Image boundary annotation rows
-- start --

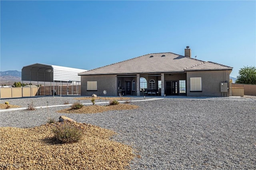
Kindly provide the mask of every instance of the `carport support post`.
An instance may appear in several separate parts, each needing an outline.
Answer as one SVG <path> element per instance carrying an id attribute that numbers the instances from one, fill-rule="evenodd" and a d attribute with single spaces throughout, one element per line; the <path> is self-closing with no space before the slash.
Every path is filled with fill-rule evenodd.
<path id="1" fill-rule="evenodd" d="M 161 96 L 164 96 L 164 74 L 161 73 Z"/>
<path id="2" fill-rule="evenodd" d="M 140 96 L 140 74 L 137 74 L 137 96 Z"/>

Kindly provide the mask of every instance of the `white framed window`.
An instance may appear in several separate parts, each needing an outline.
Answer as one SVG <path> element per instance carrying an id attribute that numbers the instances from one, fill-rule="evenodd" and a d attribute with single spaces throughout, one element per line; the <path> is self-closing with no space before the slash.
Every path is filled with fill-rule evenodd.
<path id="1" fill-rule="evenodd" d="M 132 80 L 132 91 L 135 91 L 135 89 L 136 88 L 135 88 L 135 80 Z"/>
<path id="2" fill-rule="evenodd" d="M 190 91 L 202 91 L 201 77 L 190 78 Z"/>
<path id="3" fill-rule="evenodd" d="M 140 85 L 141 89 L 142 88 L 148 88 L 148 84 L 146 78 L 144 77 L 140 78 Z"/>
<path id="4" fill-rule="evenodd" d="M 87 82 L 87 90 L 97 90 L 97 81 Z"/>
<path id="5" fill-rule="evenodd" d="M 154 79 L 149 80 L 149 90 L 155 90 L 156 89 L 156 82 Z"/>
<path id="6" fill-rule="evenodd" d="M 186 93 L 186 80 L 179 80 L 180 93 Z"/>

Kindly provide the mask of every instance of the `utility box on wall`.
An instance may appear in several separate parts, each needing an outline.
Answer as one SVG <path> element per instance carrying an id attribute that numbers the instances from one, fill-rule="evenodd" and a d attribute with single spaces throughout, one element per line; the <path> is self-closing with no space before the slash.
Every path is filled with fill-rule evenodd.
<path id="1" fill-rule="evenodd" d="M 228 83 L 220 83 L 220 92 L 228 92 Z"/>

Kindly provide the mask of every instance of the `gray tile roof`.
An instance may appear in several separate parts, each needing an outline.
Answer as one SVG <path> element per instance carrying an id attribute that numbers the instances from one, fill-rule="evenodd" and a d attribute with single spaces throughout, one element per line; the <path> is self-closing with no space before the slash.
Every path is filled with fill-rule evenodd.
<path id="1" fill-rule="evenodd" d="M 160 73 L 199 70 L 232 70 L 232 68 L 172 53 L 149 54 L 78 74 L 79 75 Z"/>

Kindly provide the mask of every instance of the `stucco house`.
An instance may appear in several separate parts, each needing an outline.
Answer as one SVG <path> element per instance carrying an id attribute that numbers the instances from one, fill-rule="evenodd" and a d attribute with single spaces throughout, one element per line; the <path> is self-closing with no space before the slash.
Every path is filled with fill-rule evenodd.
<path id="1" fill-rule="evenodd" d="M 147 54 L 78 74 L 81 95 L 229 95 L 232 68 L 172 53 Z"/>

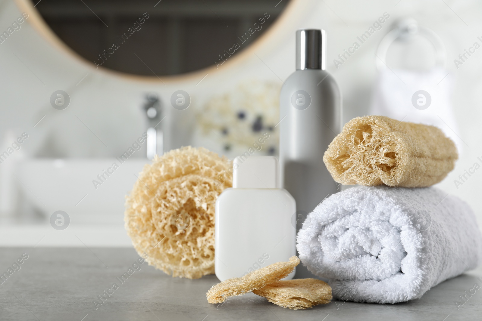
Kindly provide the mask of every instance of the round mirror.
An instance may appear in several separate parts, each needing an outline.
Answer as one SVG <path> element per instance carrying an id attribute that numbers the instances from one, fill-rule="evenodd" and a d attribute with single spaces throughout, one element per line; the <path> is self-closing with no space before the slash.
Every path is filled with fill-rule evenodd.
<path id="1" fill-rule="evenodd" d="M 289 0 L 33 0 L 46 23 L 96 68 L 142 76 L 219 66 L 250 45 Z"/>

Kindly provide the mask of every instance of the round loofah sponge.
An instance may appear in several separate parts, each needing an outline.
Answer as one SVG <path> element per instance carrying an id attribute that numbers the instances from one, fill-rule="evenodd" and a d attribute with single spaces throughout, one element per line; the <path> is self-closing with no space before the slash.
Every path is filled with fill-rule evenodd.
<path id="1" fill-rule="evenodd" d="M 173 277 L 214 274 L 214 205 L 232 186 L 231 163 L 190 146 L 156 156 L 126 197 L 127 234 L 149 265 Z"/>
<path id="2" fill-rule="evenodd" d="M 455 144 L 436 127 L 365 116 L 345 124 L 323 160 L 342 184 L 426 187 L 444 179 L 457 157 Z"/>

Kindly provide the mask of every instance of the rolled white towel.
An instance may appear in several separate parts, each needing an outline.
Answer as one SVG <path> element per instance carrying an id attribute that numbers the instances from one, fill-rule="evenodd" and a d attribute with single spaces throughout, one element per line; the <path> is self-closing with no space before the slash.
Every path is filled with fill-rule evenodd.
<path id="1" fill-rule="evenodd" d="M 360 186 L 327 198 L 298 233 L 299 257 L 334 297 L 395 303 L 476 268 L 482 237 L 463 201 L 433 187 Z"/>

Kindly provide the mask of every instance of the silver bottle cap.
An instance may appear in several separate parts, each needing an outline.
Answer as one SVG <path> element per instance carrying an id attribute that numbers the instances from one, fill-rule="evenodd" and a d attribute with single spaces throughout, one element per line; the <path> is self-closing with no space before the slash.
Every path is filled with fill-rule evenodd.
<path id="1" fill-rule="evenodd" d="M 323 29 L 296 30 L 296 70 L 326 68 L 326 34 Z"/>

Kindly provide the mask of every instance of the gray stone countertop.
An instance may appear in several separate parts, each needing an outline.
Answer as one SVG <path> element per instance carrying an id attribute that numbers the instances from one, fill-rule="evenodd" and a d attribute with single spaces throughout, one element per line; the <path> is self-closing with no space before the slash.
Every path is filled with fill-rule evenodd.
<path id="1" fill-rule="evenodd" d="M 334 300 L 295 311 L 252 293 L 221 305 L 210 304 L 206 292 L 219 282 L 215 276 L 173 278 L 147 263 L 121 283 L 117 278 L 140 258 L 132 248 L 0 248 L 0 251 L 2 273 L 23 253 L 28 255 L 0 284 L 2 321 L 482 320 L 482 288 L 471 291 L 476 283 L 482 286 L 480 270 L 446 281 L 419 300 L 398 304 Z M 118 288 L 110 297 L 102 305 L 94 303 L 103 302 L 98 296 L 114 283 Z M 459 296 L 466 291 L 475 293 L 466 295 L 468 299 L 457 307 L 456 301 L 464 302 Z"/>

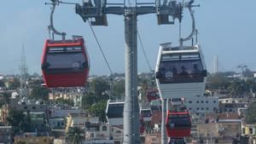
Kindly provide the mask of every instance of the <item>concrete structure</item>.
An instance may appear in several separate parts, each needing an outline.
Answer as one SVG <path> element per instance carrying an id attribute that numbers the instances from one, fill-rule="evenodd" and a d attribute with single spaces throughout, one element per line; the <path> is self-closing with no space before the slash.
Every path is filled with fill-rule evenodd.
<path id="1" fill-rule="evenodd" d="M 55 130 L 65 130 L 66 124 L 63 118 L 49 118 L 49 125 L 51 129 Z"/>
<path id="2" fill-rule="evenodd" d="M 27 112 L 24 112 L 25 115 Z M 29 112 L 31 124 L 35 132 L 47 132 L 49 130 L 46 113 L 44 112 Z"/>
<path id="3" fill-rule="evenodd" d="M 0 108 L 0 122 L 6 123 L 7 116 L 9 113 L 9 108 L 6 105 L 2 106 Z"/>
<path id="4" fill-rule="evenodd" d="M 18 99 L 11 99 L 9 107 L 14 109 L 23 110 L 25 112 L 44 112 L 47 113 L 48 107 L 46 104 L 39 104 L 29 101 L 20 101 Z"/>
<path id="5" fill-rule="evenodd" d="M 11 144 L 12 141 L 12 127 L 0 126 L 0 143 Z"/>
<path id="6" fill-rule="evenodd" d="M 68 113 L 81 113 L 79 109 L 52 107 L 49 110 L 49 118 L 65 118 Z"/>
<path id="7" fill-rule="evenodd" d="M 15 136 L 15 144 L 53 144 L 54 137 L 50 136 Z"/>
<path id="8" fill-rule="evenodd" d="M 219 99 L 219 112 L 240 112 L 240 109 L 247 108 L 248 101 L 242 98 Z"/>
<path id="9" fill-rule="evenodd" d="M 241 124 L 241 135 L 256 135 L 256 124 Z"/>
<path id="10" fill-rule="evenodd" d="M 110 139 L 108 124 L 86 122 L 85 130 L 86 140 Z"/>
<path id="11" fill-rule="evenodd" d="M 68 131 L 70 127 L 79 127 L 82 130 L 85 130 L 85 123 L 99 123 L 98 117 L 90 117 L 87 113 L 69 113 L 67 118 L 66 131 Z"/>

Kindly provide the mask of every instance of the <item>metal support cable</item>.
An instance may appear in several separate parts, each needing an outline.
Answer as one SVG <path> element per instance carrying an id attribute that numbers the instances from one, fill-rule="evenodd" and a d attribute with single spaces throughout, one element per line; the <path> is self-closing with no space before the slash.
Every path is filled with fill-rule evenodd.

-- end --

Rewrite the lines from the one containing "Kindly provide the mask of every instance of the <item>concrete" through the one containing "219 99 L 219", changing "concrete structure" to "stone structure" and leaving everything else as it is. Return only those lines.

[Task output]
Kindly provide the mask of every instance of the <item>stone structure</item>.
An instance may appear in several separate parts, each needing an outline.
Answer as one SVG <path> element per instance carrying an id attribute that numbers the instances from one, fill-rule="evenodd" and a d attribute with single spaces throughout, one element per line; the <path> is self-closing with no space before the slash.
Every path is filled with fill-rule evenodd.
<path id="1" fill-rule="evenodd" d="M 55 130 L 65 130 L 66 124 L 63 118 L 49 118 L 49 125 L 51 129 Z"/>
<path id="2" fill-rule="evenodd" d="M 27 112 L 24 112 L 25 115 Z M 29 112 L 31 124 L 35 132 L 47 132 L 49 130 L 46 113 L 44 112 Z"/>
<path id="3" fill-rule="evenodd" d="M 0 108 L 0 122 L 6 123 L 7 116 L 9 113 L 9 108 L 6 105 L 2 106 Z"/>
<path id="4" fill-rule="evenodd" d="M 18 99 L 11 99 L 9 107 L 14 109 L 23 110 L 25 112 L 44 112 L 47 113 L 48 107 L 46 104 L 39 104 L 29 101 L 20 101 Z"/>
<path id="5" fill-rule="evenodd" d="M 11 144 L 12 141 L 12 127 L 0 126 L 0 143 Z"/>
<path id="6" fill-rule="evenodd" d="M 68 113 L 81 113 L 79 109 L 52 107 L 49 110 L 49 118 L 65 118 Z"/>
<path id="7" fill-rule="evenodd" d="M 15 136 L 15 144 L 53 144 L 54 137 L 50 136 Z"/>
<path id="8" fill-rule="evenodd" d="M 219 99 L 219 112 L 240 112 L 240 109 L 247 108 L 248 101 L 242 98 Z"/>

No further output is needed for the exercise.